━━ Records for processing

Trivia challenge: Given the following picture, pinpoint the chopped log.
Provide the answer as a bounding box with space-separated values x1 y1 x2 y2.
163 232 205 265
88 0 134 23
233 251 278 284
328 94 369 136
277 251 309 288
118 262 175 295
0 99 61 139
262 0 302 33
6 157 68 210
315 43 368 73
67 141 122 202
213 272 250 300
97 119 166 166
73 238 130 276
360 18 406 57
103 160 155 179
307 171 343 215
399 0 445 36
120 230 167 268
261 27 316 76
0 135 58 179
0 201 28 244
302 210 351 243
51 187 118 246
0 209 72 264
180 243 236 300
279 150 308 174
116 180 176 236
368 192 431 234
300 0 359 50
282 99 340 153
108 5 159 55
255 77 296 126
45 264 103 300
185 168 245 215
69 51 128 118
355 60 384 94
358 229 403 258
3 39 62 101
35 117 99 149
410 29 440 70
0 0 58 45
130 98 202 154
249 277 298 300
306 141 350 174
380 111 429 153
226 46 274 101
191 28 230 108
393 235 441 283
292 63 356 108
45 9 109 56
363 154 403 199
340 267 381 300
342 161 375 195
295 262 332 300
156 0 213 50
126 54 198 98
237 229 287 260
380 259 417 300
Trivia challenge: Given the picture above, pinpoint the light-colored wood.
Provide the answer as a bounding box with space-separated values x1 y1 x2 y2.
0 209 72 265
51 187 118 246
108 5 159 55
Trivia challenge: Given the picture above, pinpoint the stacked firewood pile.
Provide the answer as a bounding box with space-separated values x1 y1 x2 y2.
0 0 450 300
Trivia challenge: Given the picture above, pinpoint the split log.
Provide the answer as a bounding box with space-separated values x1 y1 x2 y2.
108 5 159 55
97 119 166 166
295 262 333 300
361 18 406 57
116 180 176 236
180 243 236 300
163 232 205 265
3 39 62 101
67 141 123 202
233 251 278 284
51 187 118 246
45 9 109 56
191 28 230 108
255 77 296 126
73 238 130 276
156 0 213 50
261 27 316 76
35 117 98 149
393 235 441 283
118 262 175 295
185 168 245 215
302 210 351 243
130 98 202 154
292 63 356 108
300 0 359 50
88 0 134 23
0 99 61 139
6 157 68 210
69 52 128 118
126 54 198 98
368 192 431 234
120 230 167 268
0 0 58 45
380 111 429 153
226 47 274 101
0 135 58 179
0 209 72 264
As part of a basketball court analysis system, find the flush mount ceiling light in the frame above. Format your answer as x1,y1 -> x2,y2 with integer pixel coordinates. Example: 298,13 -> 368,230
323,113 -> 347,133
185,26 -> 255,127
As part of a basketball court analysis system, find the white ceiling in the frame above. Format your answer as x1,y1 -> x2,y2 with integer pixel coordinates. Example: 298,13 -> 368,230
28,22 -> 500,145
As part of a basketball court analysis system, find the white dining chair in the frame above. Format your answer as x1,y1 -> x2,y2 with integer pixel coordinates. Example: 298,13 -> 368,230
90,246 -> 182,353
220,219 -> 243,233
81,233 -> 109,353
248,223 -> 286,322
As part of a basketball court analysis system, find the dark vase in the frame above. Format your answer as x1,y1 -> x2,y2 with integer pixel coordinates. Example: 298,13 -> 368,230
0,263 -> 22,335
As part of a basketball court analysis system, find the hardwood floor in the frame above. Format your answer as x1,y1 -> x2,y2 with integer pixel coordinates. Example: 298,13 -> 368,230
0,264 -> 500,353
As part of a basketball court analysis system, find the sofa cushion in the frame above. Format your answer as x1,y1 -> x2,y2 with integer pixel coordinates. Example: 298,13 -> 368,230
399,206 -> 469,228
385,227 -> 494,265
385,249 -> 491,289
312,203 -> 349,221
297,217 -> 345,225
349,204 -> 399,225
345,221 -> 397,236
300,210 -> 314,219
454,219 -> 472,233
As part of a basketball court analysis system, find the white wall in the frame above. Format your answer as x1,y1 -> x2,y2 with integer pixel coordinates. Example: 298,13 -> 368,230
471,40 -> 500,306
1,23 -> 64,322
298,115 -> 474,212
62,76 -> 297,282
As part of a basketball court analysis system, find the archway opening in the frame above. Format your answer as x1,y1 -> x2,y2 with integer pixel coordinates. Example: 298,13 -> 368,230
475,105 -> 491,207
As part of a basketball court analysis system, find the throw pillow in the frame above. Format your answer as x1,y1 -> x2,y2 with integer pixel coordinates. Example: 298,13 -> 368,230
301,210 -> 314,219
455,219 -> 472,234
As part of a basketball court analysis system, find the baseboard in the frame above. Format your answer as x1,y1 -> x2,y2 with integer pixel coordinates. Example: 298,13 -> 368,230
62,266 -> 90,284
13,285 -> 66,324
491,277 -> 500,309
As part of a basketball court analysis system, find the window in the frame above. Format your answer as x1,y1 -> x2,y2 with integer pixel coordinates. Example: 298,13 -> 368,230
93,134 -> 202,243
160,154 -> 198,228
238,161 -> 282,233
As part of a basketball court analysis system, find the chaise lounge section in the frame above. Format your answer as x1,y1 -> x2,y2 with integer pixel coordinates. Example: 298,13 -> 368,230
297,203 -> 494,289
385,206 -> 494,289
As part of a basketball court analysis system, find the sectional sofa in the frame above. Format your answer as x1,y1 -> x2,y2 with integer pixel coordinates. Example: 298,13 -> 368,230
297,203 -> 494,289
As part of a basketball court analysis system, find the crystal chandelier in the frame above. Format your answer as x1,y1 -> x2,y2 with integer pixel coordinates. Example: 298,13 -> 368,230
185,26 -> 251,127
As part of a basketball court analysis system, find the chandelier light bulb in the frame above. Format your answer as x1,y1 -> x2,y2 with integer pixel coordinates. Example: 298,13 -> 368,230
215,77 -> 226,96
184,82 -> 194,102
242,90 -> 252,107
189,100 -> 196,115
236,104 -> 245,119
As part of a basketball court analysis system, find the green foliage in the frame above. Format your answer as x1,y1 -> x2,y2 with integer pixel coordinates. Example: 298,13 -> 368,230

━━━━

● **Exercise task**
Reproduce every one of the records above line for line, without changing anything.

● **Result**
Trivia challenge: Given the following picture, pinpoint the chopped log.
Provide the answer as a bounding box with space-separated values x1 y1 x2 y2.
163 232 205 265
88 0 134 23
233 251 278 284
328 94 369 136
277 251 309 288
118 262 175 295
0 99 61 139
262 0 302 33
6 157 68 210
315 43 368 73
67 141 122 202
213 272 250 300
97 119 166 166
73 238 130 276
360 18 406 57
103 160 155 179
307 171 343 215
399 0 445 36
120 230 167 268
261 27 316 76
0 135 58 179
0 201 28 244
302 210 351 243
51 187 118 246
0 209 72 264
180 243 236 300
279 150 308 174
116 180 176 236
368 192 431 234
300 0 359 50
282 99 340 153
108 5 159 55
255 77 296 126
45 264 103 300
185 168 245 215
69 51 128 118
355 60 384 94
358 229 403 258
3 39 62 101
35 117 99 149
410 29 440 70
0 0 58 45
130 98 202 154
249 277 298 300
306 141 350 174
380 111 429 153
226 46 274 101
191 28 230 108
393 235 441 283
292 63 356 108
45 9 109 56
363 154 403 199
340 267 381 300
342 161 375 195
295 262 332 300
156 0 213 50
126 54 198 98
237 229 287 260
380 259 417 300
Trivia challenge: Given the picture above, pinpoint the light-colored wood.
Provide the answer as a bounding box with space-separated values x1 y1 x2 y2.
0 209 72 265
51 187 118 246
108 5 159 55
Trivia challenge: Given the picture above, pinpoint the stacked firewood pile.
Provide the answer as a bounding box with space-separated values x1 y1 x2 y2.
0 0 450 300
Trivia challenge: Given the picture above, pinpoint the split log.
Provide the answer as a bounding box with space-separated values x1 y1 x2 y2.
108 5 159 55
97 119 166 166
295 262 333 300
361 18 406 57
116 180 176 236
180 243 236 300
163 232 205 265
3 39 62 101
67 141 123 202
233 251 278 284
51 187 118 246
45 9 109 56
191 28 230 108
255 77 296 126
73 238 130 276
156 0 213 50
261 27 316 76
35 117 98 149
393 235 441 283
118 262 175 295
185 168 245 215
302 210 351 243
130 98 202 154
292 63 356 108
300 0 359 50
88 0 134 23
0 99 61 139
6 157 68 210
69 52 128 118
126 54 198 98
368 192 431 234
120 230 167 268
0 0 58 45
380 111 429 153
226 47 274 101
0 135 58 179
0 209 72 264
As part of a basketball court analysis system, find the flush mount ceiling light in the frame above. Format your answer as x1,y1 -> x2,y2 with integer pixel coordinates. Example: 298,13 -> 368,230
323,113 -> 347,133
185,26 -> 255,127
As part of a basketball court analysis system, find the white ceiling in the frame above. Format your answer as x1,y1 -> x2,y2 with integer pixel coordinates. Example: 298,13 -> 368,230
28,22 -> 500,145
As part of a basketball court analysis system, find the white dining chair in the frame above. Format your answer as x1,y1 -> x2,y2 with integer pixel coordinates. Example: 298,13 -> 368,230
90,246 -> 182,353
220,219 -> 243,233
81,233 -> 109,353
248,223 -> 286,322
As part of a basketball court analysis system, find the dark vase in the frame above. Format your answer as x1,y1 -> x2,y2 with integer pixel coordinates. Example: 298,13 -> 368,230
0,263 -> 22,335
As part of a basketball court analysis system, find the hardwood floor in the frame above. Format your answer as x1,y1 -> x2,y2 with integer pixel coordinates. Example: 298,13 -> 368,230
0,264 -> 500,353
As part of a basketball court analysis system, find the sofa cushion in the frame above. Format your answer as x1,y1 -> x2,y2 with integer pixel coordinates. Example: 298,13 -> 368,230
399,206 -> 469,228
385,227 -> 494,265
385,249 -> 491,289
312,203 -> 349,221
297,217 -> 345,225
349,204 -> 399,225
345,221 -> 397,236
300,210 -> 314,219
454,219 -> 472,233
As part of a basketball court analysis system, find the white wall in the frame above. Format your answer as x1,y1 -> x2,y2 with integer pixel coordinates. Example: 298,13 -> 368,230
471,40 -> 500,306
1,23 -> 64,322
298,115 -> 474,212
62,76 -> 297,282
As part of a basketball court analysis system, find the archway opening in the frame above. Format your answer as x1,y1 -> x2,y2 with integer pixel coordinates. Example: 298,13 -> 368,230
475,105 -> 491,207
As part of a basketball court analysis system, find the throw pillow in the frame above. Format your answer as x1,y1 -> x2,y2 with integer pixel coordinates. Example: 298,13 -> 368,230
301,210 -> 314,219
455,219 -> 472,234
As part of a basketball court analysis system, find the baseboard in the frame above. Format your answer as x1,y1 -> x2,y2 with integer pixel coordinates. Example: 298,13 -> 368,230
62,266 -> 90,284
13,285 -> 66,324
491,277 -> 500,309
As part of a basketball court analysis system, find the window in the frame above. Format your answer as x1,y1 -> x2,y2 with integer pixel coordinates. Example: 298,13 -> 368,230
93,134 -> 202,243
160,154 -> 198,228
238,161 -> 282,233
As part of a basketball court analysis system, find the chaise lounge section in the frame above. Format your answer as x1,y1 -> x2,y2 with integer pixel coordinates. Example: 298,13 -> 368,230
297,203 -> 494,289
385,206 -> 494,289
As part of a basketball court analysis system, find the sectional sofa in the frame above. Format your answer as x1,y1 -> x2,y2 with integer pixel coordinates. Example: 298,13 -> 368,230
297,203 -> 494,289
As part of a basketball court analysis system, find the crystal chandelier in the frame above. Format your answer as x1,y1 -> x2,y2 with integer pixel coordinates. Example: 298,13 -> 368,230
185,26 -> 251,127
As part of a basketball court analysis system, find the chandelier light bulb in the frame above. Format your answer as x1,y1 -> x2,y2 with integer pixel coordinates. Example: 298,13 -> 368,230
215,77 -> 226,96
184,82 -> 194,102
242,90 -> 252,107
189,100 -> 196,115
236,104 -> 245,119
As part of a basketball court analysis system, find the green foliage in the frame above. Format your answer as x1,y1 -> x2,y2 with integer pixel coordinates. Example: 298,13 -> 368,230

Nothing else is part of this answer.